▶ _What the exercise asks_:
When the string "given" is part of a line in the data below, report the whole line.

**** Provided data

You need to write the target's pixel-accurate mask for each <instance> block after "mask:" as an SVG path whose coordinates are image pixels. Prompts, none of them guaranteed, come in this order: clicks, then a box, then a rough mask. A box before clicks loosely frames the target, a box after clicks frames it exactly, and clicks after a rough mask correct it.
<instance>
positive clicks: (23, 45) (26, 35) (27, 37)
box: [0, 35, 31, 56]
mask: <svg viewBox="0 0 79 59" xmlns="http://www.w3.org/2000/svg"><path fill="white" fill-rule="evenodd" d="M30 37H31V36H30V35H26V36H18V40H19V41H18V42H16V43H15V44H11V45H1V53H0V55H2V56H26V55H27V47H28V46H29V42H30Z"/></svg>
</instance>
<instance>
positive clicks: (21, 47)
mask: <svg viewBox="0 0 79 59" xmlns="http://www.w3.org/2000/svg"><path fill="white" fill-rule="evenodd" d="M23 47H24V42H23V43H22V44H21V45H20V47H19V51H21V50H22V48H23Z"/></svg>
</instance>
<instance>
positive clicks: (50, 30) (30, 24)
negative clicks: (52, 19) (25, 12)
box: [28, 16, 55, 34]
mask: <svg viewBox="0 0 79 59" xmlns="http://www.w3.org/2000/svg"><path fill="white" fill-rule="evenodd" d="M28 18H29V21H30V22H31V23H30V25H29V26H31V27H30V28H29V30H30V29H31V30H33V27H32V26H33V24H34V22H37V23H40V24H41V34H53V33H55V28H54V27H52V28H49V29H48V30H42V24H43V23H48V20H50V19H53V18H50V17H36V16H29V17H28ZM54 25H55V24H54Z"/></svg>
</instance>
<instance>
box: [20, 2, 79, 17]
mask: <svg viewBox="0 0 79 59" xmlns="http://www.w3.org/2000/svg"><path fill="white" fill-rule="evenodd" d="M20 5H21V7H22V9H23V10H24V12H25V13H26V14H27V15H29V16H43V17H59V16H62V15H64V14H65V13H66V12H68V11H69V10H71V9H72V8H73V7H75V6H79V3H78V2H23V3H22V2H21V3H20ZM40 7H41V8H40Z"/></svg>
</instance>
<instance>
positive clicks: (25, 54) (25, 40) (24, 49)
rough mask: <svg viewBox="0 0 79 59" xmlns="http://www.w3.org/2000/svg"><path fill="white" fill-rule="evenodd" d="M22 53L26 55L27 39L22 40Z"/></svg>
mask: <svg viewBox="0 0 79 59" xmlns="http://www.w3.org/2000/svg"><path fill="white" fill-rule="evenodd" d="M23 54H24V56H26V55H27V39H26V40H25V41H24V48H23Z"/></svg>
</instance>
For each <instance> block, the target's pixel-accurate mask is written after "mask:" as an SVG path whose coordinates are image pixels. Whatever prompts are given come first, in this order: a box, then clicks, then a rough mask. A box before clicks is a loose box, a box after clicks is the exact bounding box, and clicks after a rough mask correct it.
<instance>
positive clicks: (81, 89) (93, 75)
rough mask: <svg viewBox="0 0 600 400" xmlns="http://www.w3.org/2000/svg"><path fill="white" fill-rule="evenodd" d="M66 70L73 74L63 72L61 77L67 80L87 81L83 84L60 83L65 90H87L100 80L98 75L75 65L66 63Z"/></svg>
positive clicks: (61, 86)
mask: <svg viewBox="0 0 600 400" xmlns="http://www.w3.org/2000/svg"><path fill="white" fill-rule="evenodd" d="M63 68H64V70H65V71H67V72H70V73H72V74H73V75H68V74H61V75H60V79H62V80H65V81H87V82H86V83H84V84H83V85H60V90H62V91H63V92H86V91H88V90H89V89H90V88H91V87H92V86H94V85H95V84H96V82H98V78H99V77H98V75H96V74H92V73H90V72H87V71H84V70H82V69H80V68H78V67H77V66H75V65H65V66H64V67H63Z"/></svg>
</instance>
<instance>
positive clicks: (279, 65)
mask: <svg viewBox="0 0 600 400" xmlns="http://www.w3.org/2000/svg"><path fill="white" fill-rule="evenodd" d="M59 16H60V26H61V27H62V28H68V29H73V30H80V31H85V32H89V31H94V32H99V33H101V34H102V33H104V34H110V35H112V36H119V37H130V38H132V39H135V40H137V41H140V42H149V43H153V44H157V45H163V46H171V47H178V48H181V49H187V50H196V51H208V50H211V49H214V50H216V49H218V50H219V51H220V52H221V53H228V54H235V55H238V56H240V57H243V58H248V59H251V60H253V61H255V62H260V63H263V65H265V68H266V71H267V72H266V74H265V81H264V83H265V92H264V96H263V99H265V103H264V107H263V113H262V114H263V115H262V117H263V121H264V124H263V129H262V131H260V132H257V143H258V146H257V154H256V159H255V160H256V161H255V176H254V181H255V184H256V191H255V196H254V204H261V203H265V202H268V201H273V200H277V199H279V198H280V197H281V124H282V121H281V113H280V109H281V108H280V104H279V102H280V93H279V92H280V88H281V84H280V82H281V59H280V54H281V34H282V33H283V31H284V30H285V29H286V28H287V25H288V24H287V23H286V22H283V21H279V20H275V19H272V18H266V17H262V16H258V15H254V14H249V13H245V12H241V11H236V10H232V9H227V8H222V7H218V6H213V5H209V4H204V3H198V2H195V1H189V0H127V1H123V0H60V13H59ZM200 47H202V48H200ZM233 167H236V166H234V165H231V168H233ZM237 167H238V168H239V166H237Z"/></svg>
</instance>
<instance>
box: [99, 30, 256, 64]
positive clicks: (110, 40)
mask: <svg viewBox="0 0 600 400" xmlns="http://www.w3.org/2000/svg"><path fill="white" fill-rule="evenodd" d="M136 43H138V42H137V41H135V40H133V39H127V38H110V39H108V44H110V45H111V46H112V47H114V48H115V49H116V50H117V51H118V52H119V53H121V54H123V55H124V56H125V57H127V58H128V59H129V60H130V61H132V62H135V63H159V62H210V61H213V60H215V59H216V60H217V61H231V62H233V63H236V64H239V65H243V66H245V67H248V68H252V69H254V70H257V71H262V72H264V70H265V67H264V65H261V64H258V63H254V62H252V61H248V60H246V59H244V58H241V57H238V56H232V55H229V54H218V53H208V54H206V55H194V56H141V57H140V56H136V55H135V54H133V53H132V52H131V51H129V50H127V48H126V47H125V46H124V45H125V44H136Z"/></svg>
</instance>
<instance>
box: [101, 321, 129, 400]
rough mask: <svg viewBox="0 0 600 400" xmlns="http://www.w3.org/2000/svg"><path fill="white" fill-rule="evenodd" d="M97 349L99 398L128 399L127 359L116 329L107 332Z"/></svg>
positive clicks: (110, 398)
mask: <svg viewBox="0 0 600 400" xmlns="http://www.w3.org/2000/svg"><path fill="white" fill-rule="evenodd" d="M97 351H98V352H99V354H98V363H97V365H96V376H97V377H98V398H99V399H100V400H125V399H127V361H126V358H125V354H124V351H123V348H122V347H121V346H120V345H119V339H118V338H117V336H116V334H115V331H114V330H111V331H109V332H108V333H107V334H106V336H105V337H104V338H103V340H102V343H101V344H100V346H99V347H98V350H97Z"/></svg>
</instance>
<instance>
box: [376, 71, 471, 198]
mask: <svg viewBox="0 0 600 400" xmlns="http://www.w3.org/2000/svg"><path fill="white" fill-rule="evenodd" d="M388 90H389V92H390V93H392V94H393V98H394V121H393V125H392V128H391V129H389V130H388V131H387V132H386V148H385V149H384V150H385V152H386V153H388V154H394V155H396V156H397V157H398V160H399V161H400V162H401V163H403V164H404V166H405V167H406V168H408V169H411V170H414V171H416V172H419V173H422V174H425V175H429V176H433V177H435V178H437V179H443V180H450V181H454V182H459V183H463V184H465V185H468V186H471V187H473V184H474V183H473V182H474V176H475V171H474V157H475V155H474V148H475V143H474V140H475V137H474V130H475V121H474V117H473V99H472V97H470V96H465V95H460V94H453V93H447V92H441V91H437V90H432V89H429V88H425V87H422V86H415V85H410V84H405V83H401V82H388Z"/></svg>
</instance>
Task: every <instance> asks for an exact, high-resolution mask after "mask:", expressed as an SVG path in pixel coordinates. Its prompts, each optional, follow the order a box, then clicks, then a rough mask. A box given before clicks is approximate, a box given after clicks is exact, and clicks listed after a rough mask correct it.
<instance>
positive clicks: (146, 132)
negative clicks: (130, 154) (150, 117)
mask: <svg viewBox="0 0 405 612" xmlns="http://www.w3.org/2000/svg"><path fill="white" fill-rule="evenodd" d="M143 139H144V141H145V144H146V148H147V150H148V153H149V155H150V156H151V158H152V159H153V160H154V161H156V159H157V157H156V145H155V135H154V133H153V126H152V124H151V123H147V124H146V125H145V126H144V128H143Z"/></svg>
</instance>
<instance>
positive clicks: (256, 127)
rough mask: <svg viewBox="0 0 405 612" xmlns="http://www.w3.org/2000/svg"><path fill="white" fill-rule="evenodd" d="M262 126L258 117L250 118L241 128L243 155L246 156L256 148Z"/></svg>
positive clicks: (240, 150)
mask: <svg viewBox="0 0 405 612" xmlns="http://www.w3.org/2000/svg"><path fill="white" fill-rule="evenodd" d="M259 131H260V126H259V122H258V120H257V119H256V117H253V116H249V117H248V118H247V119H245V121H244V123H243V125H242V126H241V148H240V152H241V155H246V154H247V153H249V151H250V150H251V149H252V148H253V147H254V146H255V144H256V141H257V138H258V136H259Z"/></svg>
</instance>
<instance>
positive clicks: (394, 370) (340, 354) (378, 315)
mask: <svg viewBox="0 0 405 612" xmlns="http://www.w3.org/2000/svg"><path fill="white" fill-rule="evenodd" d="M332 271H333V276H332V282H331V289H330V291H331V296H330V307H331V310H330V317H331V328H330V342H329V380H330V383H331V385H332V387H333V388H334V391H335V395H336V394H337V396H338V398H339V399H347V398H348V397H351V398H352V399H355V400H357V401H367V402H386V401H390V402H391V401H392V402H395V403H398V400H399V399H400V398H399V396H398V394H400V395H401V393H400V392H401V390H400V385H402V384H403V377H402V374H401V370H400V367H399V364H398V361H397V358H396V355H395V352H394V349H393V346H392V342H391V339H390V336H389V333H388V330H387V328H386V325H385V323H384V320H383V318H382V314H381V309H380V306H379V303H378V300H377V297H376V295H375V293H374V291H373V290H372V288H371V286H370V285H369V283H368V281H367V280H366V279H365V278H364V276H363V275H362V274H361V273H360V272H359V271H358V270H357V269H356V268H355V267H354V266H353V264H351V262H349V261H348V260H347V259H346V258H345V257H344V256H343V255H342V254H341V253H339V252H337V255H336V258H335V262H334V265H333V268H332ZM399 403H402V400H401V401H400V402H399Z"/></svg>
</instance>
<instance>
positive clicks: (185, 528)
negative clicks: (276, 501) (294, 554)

********

▶ _Response_:
For each <instance> block, the target's pixel-accurate mask is written after "mask:" as an SVG path whose coordinates are image pixels. Whatever prompts are given come first, in this order: a box, then clicks, then a rough mask. A box before clicks is a loose box, a box after clicks is the exact bounding box, and clicks after a rough mask correct it.
Task: every <instance> asks for an exact, high-resolution mask after "mask:", expressed as an SVG path in pixel coordinates. Its prompts, each optional, follow the order a box, then clicks, then a rough mask. A box given before clicks is approximate, a box given after clicks is exact, and clicks listed after a rough mask correct it.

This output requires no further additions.